[Action item] Check every line of the material for the word "green". Copy those that have it.

---------------

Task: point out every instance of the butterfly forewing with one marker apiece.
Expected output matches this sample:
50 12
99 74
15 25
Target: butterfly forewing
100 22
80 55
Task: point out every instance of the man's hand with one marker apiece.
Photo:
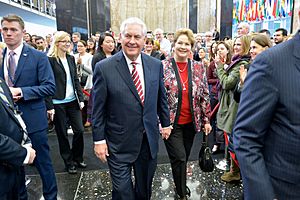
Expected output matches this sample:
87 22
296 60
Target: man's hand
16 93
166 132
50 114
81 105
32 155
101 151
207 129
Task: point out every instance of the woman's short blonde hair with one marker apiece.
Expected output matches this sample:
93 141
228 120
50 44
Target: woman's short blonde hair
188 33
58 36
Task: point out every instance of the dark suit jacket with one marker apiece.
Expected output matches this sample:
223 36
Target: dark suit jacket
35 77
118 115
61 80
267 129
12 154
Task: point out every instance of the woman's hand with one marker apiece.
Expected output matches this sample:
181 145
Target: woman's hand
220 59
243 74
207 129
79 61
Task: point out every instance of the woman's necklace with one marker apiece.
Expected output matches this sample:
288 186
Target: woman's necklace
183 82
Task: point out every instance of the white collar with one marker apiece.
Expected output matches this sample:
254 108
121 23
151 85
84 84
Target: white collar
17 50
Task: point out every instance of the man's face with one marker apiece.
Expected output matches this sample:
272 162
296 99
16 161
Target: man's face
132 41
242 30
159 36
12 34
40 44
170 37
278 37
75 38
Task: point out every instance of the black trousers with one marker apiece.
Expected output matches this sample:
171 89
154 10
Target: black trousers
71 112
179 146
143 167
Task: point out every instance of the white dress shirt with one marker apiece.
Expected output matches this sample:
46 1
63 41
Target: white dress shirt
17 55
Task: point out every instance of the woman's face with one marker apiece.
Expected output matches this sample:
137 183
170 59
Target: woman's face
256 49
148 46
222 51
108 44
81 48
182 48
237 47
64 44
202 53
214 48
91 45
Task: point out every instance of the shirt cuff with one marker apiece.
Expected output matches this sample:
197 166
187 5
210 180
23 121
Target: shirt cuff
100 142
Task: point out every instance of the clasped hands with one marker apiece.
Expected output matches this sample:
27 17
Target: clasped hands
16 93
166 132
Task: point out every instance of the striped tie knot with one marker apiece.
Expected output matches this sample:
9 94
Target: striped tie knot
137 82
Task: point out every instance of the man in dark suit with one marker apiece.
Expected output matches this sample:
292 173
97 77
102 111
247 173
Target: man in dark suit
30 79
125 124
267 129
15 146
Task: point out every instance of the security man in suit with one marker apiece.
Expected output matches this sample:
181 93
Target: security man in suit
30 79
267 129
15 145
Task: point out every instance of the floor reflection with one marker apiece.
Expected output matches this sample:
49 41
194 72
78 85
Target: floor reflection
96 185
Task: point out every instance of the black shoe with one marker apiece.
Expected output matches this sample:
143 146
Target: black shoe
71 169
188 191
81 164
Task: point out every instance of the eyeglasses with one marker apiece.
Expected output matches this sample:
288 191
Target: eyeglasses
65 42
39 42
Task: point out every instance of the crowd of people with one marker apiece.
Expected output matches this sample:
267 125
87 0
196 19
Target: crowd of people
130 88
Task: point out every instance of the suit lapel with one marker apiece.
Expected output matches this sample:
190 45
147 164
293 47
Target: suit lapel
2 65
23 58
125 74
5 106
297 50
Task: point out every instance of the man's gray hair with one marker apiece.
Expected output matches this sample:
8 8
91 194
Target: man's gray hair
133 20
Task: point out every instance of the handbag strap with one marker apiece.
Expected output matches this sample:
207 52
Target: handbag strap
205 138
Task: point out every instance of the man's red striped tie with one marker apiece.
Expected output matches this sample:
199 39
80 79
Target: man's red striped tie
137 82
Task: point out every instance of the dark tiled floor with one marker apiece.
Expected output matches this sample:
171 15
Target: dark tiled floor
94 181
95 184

---------------

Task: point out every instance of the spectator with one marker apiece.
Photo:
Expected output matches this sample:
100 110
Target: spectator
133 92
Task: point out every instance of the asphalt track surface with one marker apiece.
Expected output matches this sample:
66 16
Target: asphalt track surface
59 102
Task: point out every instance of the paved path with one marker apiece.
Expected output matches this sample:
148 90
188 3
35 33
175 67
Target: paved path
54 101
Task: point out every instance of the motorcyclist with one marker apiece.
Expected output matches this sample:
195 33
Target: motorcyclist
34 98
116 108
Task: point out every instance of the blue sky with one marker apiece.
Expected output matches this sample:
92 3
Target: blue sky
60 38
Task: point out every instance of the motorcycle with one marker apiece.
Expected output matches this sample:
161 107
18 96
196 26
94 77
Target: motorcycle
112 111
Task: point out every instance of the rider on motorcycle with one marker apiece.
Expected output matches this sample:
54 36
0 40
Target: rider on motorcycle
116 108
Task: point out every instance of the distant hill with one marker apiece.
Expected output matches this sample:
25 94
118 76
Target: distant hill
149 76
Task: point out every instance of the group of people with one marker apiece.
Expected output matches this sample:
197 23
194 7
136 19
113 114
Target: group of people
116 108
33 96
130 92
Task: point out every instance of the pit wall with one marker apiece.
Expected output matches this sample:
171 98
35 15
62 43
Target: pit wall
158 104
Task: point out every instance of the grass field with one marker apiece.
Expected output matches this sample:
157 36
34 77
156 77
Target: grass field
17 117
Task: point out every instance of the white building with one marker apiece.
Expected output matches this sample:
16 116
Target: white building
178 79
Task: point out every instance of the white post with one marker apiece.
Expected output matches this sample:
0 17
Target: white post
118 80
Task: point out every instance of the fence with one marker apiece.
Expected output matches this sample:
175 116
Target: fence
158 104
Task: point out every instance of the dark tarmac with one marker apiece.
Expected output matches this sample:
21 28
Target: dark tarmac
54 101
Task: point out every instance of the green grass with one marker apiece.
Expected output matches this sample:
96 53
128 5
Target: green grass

---------------

[Answer box]
Task: point out every instance of the green grass with one marker apiece.
Target: green grass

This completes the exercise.